#### Aim of the exercise
In full and word for word, print the data below.

#### Records for the task

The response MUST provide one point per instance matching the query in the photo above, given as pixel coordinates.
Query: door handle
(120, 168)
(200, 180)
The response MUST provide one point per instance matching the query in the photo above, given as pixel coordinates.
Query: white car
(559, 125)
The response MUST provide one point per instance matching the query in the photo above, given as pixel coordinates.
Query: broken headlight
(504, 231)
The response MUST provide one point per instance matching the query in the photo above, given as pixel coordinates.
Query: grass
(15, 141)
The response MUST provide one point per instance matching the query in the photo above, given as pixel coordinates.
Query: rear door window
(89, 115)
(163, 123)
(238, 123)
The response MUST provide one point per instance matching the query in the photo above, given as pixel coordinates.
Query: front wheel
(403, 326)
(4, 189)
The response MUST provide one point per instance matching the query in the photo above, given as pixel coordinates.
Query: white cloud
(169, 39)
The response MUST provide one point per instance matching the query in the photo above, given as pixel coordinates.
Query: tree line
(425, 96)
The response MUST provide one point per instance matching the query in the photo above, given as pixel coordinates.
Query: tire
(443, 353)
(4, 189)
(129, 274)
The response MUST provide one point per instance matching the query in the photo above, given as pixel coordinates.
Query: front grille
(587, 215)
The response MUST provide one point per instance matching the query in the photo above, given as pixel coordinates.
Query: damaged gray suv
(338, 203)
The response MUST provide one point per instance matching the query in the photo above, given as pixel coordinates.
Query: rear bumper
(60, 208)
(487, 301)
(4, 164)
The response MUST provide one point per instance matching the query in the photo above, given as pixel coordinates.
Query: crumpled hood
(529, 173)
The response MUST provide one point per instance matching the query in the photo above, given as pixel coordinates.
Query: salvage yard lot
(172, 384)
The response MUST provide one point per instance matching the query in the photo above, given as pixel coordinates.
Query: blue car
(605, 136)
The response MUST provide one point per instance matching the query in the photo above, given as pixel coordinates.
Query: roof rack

#### Task solution
The response MUST provide one point per instance matching the query in the photo above, given as pixel coordinates.
Query: door handle
(120, 168)
(200, 180)
The response MUST provide one point per instance matching the query in the photo above, given as pixel coordinates.
Query: white car
(559, 125)
The response MUST provide one point per instance matching the query in the photo above, given as pixel coordinates.
Query: broken headlight
(504, 231)
The response MUST provide one point per instance matching the query in the photo above, given as pixel coordinates.
Query: grass
(15, 141)
The response MUST provide one point per instance matching the query in the photo above, given as pixel coordinates.
Query: rear door window
(89, 115)
(163, 123)
(238, 123)
The response MUST provide one point per instance matching the query in the photo above, given as pixel coordinates.
Query: front wheel
(403, 326)
(4, 189)
The response MUST provide one point per instance matching the query in the photo above, given as pixel coordinates.
Query: white cloud
(169, 39)
The response MUST provide one point per instance matching the query in the photo above, given as pixel coordinates.
Query: tree line
(425, 96)
The response MUST provide one point per instance matching the query in the photo above, given as pixel coordinates.
Query: tire
(443, 353)
(4, 189)
(129, 274)
The response MUST provide one point per instance matching the query in the photo above, given as pixel coordinates.
Query: front grille
(587, 215)
The response MUST provide one point per instance matching the query in the photo above, given as pixel coordinates.
Query: damaged gray suv
(338, 203)
The response MUST provide one point per instance matching the query in the photo above, given as pixel coordinates.
Query: rear bumper
(60, 208)
(487, 301)
(4, 164)
The response MUST provide one point per instance matching the query in the photo above, given as pixel coordinates.
Query: crumpled hood
(529, 173)
The response MUST provide one point per instance matching the query in the photo above, given as pixel coordinates.
Query: salvage yard lot
(172, 384)
The response MUST provide one point per instance matching the query in the photo above, given as pixel coordinates.
Query: blue car
(605, 136)
The response MUST provide one point per instance matching the query in the photo above, given as pixel coordinates.
Query: roof rack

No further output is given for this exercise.